# Work instructions:
Please set down, exactly, the line with "Keypoint placement for each instance of the garden" and all lines that follow it through the end of the records below.

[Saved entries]
• • • •
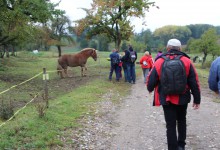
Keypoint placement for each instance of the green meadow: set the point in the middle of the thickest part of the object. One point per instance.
(69, 99)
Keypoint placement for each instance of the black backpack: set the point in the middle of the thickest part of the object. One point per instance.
(173, 76)
(132, 56)
(115, 60)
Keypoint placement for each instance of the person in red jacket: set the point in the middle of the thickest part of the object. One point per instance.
(175, 105)
(146, 64)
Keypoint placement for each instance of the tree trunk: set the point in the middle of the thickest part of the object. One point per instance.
(59, 50)
(204, 59)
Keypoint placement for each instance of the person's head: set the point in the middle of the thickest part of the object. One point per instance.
(146, 53)
(173, 44)
(114, 50)
(130, 48)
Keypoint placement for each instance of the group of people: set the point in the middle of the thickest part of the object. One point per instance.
(125, 62)
(173, 78)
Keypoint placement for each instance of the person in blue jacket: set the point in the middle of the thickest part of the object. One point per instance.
(214, 76)
(115, 59)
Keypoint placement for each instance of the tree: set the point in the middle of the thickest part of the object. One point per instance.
(59, 30)
(207, 44)
(198, 29)
(17, 18)
(112, 18)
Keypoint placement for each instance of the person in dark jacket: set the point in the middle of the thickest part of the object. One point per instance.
(175, 105)
(214, 76)
(115, 59)
(131, 64)
(124, 66)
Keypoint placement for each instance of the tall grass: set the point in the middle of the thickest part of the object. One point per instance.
(70, 99)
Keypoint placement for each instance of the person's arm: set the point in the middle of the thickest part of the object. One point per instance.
(193, 83)
(152, 80)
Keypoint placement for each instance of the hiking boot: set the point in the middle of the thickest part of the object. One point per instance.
(180, 148)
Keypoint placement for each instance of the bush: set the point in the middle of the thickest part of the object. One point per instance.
(6, 110)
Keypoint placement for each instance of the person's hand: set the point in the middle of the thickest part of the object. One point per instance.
(196, 106)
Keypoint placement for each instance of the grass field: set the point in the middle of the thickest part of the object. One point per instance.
(69, 98)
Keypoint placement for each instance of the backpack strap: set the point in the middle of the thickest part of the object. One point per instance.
(165, 57)
(178, 57)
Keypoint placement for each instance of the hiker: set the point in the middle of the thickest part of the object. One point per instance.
(159, 53)
(214, 76)
(115, 59)
(124, 66)
(172, 83)
(146, 64)
(131, 57)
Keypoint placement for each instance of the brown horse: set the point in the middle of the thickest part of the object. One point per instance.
(74, 60)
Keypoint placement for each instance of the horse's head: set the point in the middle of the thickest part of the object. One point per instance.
(94, 54)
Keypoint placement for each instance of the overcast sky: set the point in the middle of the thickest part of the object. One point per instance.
(170, 12)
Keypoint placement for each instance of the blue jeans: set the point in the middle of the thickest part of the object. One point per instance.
(131, 72)
(125, 74)
(117, 72)
(175, 117)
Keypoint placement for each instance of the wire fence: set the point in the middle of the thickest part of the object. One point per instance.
(45, 77)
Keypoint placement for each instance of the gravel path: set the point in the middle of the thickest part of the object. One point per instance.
(137, 125)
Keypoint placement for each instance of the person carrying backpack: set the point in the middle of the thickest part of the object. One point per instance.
(146, 64)
(130, 58)
(115, 59)
(173, 78)
(214, 76)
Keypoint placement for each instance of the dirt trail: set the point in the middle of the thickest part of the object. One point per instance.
(137, 125)
(140, 126)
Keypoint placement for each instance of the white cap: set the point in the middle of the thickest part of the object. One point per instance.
(174, 42)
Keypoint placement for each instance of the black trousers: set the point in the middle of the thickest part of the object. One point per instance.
(175, 117)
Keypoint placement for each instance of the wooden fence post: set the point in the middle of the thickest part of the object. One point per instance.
(45, 78)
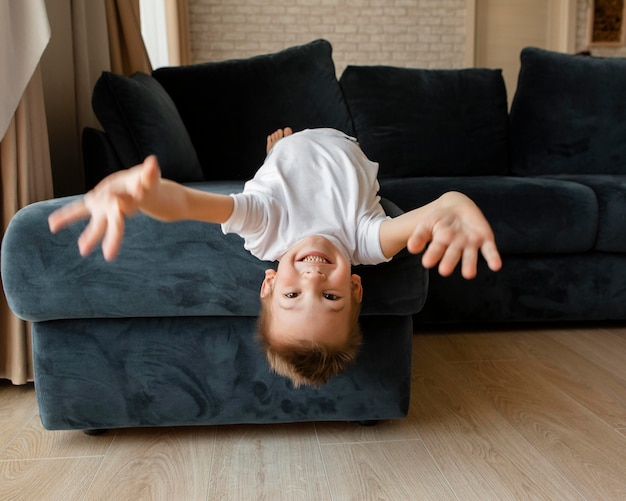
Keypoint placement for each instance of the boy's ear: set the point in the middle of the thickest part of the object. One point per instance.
(268, 283)
(357, 288)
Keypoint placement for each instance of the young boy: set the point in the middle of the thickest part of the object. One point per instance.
(313, 206)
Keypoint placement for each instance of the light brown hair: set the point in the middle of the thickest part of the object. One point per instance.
(308, 362)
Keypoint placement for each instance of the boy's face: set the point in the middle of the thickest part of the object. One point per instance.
(311, 292)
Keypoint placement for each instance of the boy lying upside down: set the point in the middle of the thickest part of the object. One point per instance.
(313, 206)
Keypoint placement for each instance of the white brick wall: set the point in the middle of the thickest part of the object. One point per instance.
(412, 33)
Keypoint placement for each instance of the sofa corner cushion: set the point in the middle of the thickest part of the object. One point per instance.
(528, 215)
(420, 122)
(230, 107)
(568, 115)
(141, 119)
(610, 190)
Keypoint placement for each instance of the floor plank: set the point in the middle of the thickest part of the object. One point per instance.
(584, 449)
(348, 433)
(35, 442)
(268, 462)
(604, 346)
(481, 455)
(47, 480)
(164, 463)
(17, 407)
(384, 470)
(496, 413)
(598, 389)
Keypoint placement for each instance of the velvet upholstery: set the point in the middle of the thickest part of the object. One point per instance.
(567, 115)
(141, 119)
(610, 193)
(164, 270)
(230, 107)
(418, 122)
(100, 155)
(165, 334)
(172, 371)
(542, 216)
(570, 288)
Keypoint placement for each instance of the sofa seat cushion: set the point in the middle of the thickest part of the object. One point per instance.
(418, 122)
(230, 107)
(528, 215)
(164, 269)
(610, 191)
(567, 116)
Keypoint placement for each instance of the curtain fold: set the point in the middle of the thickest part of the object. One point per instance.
(179, 45)
(128, 52)
(26, 178)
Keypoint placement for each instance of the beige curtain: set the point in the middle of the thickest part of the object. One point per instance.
(24, 151)
(26, 178)
(128, 52)
(179, 46)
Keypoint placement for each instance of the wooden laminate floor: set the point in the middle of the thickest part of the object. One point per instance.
(538, 413)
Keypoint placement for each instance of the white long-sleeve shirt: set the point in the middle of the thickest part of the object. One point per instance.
(314, 182)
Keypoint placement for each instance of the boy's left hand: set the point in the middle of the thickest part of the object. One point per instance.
(455, 230)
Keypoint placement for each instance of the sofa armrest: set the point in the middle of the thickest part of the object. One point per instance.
(163, 270)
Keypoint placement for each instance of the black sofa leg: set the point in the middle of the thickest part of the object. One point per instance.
(368, 422)
(94, 432)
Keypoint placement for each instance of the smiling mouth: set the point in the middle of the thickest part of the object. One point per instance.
(314, 259)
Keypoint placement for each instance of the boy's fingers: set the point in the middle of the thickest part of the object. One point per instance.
(418, 240)
(491, 255)
(433, 254)
(469, 262)
(93, 234)
(113, 237)
(449, 260)
(67, 215)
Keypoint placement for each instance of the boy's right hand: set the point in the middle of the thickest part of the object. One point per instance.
(118, 195)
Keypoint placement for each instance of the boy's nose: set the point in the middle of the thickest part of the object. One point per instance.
(314, 274)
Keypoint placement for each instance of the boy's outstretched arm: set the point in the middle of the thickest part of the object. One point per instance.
(453, 228)
(123, 193)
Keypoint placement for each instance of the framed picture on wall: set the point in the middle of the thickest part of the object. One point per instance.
(606, 22)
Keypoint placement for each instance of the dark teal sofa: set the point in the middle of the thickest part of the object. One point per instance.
(164, 335)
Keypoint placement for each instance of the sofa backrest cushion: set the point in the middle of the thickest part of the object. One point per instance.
(568, 115)
(230, 107)
(141, 119)
(418, 122)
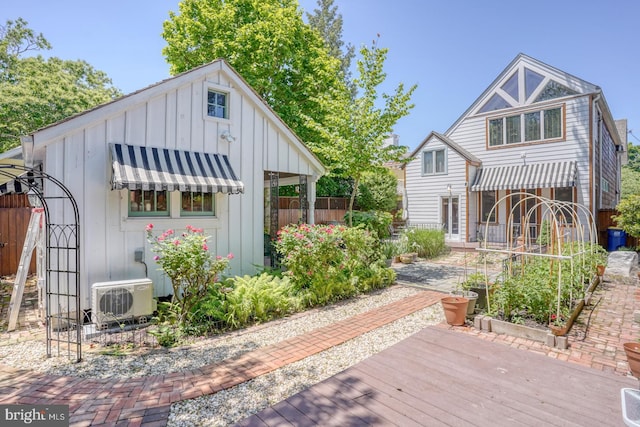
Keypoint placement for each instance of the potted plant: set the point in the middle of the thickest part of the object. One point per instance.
(472, 296)
(455, 309)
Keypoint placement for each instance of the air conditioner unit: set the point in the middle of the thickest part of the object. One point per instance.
(122, 301)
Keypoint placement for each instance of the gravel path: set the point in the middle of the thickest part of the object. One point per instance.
(229, 406)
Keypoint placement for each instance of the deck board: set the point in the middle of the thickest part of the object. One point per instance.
(442, 378)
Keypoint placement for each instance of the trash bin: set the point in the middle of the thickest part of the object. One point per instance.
(616, 238)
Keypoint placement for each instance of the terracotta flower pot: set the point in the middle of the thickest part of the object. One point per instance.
(558, 330)
(632, 349)
(455, 309)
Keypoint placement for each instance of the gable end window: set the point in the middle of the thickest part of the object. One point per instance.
(217, 104)
(531, 126)
(434, 162)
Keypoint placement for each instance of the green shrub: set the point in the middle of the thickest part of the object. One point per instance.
(378, 192)
(376, 221)
(428, 243)
(327, 263)
(258, 299)
(186, 260)
(529, 287)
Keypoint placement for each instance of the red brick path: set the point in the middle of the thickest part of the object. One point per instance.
(147, 401)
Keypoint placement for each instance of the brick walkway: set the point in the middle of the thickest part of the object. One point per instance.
(608, 322)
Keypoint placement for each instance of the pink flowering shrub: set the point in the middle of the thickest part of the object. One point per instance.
(327, 262)
(186, 260)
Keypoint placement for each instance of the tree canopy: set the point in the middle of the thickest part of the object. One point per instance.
(328, 22)
(268, 43)
(36, 92)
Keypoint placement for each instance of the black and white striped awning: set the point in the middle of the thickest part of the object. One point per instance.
(152, 168)
(16, 179)
(526, 177)
(13, 187)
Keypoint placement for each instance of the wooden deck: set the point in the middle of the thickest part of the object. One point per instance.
(439, 377)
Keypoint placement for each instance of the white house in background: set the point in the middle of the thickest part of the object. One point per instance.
(535, 129)
(201, 149)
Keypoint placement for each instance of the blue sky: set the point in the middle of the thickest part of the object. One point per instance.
(451, 49)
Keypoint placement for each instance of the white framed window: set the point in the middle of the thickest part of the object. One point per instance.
(148, 203)
(487, 200)
(434, 162)
(217, 104)
(526, 127)
(197, 204)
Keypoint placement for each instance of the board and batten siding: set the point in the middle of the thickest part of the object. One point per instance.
(174, 118)
(425, 192)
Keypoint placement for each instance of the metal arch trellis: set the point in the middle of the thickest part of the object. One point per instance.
(63, 313)
(558, 214)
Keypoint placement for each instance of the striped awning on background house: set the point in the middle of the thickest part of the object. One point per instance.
(526, 177)
(152, 168)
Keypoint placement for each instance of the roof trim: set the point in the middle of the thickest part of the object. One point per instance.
(451, 144)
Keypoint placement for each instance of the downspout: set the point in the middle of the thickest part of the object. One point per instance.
(593, 154)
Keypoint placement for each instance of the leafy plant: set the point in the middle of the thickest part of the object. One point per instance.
(428, 243)
(258, 299)
(474, 280)
(326, 263)
(378, 192)
(376, 221)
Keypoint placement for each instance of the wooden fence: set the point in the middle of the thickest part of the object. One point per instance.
(327, 210)
(14, 221)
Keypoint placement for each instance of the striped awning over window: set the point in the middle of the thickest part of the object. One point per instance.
(13, 187)
(525, 177)
(152, 168)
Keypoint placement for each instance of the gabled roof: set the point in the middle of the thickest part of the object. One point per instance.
(451, 144)
(523, 82)
(49, 133)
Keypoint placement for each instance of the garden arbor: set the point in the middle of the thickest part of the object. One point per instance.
(563, 251)
(63, 314)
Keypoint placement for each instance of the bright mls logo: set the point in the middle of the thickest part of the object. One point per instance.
(34, 415)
• • • •
# Final answer:
Keypoint placement for each instance of the garden arbor: set the point in the middle of the thickest part of the object. One point per instance.
(563, 251)
(63, 314)
Keypoint placement for each instance of the bright mls logo: set the point in the middle of the thickest part of the object. One point per instance.
(34, 415)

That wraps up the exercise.